Exercise requirements:
Copy the data from the line that contains "Practice step: locate the phone" through the line that contains "point(97, 203)", leaving the request text as it is but multiplying each coordinate in the answers by 0.95 and rounding to the nearest whole number, with halves rounded up. Return only those lines.

Records to use:
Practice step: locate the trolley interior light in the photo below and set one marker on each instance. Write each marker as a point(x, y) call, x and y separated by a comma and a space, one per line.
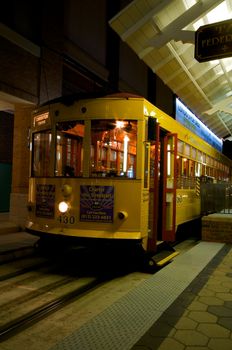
point(119, 124)
point(63, 207)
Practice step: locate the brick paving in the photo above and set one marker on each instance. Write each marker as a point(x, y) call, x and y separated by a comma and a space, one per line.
point(201, 317)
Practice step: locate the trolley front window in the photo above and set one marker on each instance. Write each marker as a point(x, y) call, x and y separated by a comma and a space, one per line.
point(41, 153)
point(69, 148)
point(113, 148)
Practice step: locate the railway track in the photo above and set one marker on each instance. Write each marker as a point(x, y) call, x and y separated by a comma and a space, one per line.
point(20, 323)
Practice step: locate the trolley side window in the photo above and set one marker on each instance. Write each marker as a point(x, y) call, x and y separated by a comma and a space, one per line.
point(69, 148)
point(113, 148)
point(41, 153)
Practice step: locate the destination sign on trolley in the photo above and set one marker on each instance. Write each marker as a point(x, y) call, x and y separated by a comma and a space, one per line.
point(213, 41)
point(40, 119)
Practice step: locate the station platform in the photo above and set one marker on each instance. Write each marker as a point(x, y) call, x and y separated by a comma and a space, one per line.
point(185, 305)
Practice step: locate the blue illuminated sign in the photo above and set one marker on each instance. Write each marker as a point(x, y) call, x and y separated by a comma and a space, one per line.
point(191, 122)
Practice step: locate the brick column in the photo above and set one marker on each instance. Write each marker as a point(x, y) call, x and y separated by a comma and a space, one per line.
point(20, 170)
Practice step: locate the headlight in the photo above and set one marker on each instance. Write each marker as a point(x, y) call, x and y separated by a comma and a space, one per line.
point(63, 207)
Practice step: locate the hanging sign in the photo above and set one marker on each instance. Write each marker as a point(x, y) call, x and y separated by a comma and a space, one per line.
point(213, 41)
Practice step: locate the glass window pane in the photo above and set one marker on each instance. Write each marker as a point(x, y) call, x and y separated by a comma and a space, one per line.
point(41, 153)
point(113, 147)
point(69, 148)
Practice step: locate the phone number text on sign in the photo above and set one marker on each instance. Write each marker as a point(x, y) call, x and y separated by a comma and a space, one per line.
point(97, 203)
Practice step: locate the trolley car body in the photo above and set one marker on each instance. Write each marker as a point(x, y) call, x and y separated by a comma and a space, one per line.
point(115, 168)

Response to the exercise:
Practice step: locate the phone number text on sign in the photo above and set one marker on each instance. Write each marker as a point(x, y) call, x and y separated by a comma and a space, one per line.
point(92, 193)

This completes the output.